Task goal: For the entries below, how many lines include the word "wheel"? Give the figure and nothing more.

** Source material follows **

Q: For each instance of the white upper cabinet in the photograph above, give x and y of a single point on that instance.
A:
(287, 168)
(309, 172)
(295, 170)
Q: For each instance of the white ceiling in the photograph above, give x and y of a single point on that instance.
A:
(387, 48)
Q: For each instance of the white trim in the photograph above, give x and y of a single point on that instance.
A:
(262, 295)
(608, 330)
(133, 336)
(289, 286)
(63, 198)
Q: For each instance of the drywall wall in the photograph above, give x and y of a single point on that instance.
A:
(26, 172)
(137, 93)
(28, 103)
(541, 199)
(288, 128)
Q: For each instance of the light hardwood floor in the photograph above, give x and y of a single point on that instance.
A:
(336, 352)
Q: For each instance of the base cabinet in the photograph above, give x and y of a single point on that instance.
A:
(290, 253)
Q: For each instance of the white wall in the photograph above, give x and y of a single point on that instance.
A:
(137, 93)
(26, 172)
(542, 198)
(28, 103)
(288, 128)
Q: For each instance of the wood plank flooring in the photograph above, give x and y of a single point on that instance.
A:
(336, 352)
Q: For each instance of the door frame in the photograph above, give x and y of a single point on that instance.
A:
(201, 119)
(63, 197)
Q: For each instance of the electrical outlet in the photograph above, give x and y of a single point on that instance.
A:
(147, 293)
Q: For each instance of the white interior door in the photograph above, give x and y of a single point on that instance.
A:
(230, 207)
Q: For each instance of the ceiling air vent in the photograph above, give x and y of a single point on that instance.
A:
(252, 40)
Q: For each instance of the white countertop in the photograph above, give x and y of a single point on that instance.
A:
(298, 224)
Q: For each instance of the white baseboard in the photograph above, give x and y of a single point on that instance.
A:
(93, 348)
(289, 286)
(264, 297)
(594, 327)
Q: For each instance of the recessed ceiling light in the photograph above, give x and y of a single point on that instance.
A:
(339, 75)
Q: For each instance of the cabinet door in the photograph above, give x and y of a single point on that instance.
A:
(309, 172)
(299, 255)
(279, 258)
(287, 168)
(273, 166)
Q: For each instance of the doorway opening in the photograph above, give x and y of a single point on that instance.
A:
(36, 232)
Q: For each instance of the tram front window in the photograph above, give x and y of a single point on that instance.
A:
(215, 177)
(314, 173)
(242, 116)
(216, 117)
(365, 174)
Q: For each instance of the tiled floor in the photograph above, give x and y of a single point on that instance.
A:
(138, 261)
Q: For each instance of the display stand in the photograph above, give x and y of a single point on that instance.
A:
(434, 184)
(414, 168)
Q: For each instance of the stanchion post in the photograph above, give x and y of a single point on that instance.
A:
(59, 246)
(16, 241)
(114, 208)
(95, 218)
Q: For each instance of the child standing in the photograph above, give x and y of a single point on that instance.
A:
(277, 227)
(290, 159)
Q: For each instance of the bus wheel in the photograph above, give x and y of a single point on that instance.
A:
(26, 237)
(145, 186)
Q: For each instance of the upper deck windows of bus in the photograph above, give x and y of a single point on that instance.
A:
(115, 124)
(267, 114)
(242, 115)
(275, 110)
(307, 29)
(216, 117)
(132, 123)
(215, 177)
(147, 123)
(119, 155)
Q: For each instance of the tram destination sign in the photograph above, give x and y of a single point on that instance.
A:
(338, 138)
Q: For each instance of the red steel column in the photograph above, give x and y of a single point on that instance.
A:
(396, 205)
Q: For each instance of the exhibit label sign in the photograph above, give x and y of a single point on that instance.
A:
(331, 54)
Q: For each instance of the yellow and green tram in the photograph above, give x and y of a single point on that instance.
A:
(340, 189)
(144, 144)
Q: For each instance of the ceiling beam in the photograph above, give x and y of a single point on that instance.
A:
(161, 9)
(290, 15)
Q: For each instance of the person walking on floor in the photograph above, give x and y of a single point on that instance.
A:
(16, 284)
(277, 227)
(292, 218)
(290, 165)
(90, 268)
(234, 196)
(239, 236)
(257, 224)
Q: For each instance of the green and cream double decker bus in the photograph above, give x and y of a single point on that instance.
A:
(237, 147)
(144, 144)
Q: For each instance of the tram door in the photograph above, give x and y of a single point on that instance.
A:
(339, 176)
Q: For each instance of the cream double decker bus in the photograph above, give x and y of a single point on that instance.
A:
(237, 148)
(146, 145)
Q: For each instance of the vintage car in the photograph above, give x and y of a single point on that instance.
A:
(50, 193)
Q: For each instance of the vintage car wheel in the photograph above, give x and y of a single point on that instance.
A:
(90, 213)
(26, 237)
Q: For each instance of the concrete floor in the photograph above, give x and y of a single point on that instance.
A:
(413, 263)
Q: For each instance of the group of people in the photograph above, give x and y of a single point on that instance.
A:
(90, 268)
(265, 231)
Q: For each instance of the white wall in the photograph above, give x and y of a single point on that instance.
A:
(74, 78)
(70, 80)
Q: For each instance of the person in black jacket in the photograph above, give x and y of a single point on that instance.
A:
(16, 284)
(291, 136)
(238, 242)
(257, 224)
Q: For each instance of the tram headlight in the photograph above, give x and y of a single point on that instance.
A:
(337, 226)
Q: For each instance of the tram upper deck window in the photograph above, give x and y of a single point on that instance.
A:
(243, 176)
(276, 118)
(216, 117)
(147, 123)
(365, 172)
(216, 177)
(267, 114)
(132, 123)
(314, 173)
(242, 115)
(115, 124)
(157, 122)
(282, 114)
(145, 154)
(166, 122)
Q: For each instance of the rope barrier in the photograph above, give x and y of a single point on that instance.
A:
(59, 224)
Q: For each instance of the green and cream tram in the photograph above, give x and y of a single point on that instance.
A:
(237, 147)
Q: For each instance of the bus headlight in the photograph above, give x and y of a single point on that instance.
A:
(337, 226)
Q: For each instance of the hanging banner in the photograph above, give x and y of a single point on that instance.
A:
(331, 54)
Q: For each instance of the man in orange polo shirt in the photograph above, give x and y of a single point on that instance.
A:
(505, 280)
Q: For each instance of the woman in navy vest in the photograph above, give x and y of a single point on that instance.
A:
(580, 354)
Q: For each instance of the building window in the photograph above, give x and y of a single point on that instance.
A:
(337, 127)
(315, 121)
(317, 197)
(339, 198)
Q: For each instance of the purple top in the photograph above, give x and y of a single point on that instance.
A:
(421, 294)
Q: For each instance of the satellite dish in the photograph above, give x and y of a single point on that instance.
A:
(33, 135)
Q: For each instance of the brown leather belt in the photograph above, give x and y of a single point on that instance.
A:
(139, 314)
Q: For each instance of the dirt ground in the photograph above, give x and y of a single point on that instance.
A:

** End of Source material **

Exercise result: 2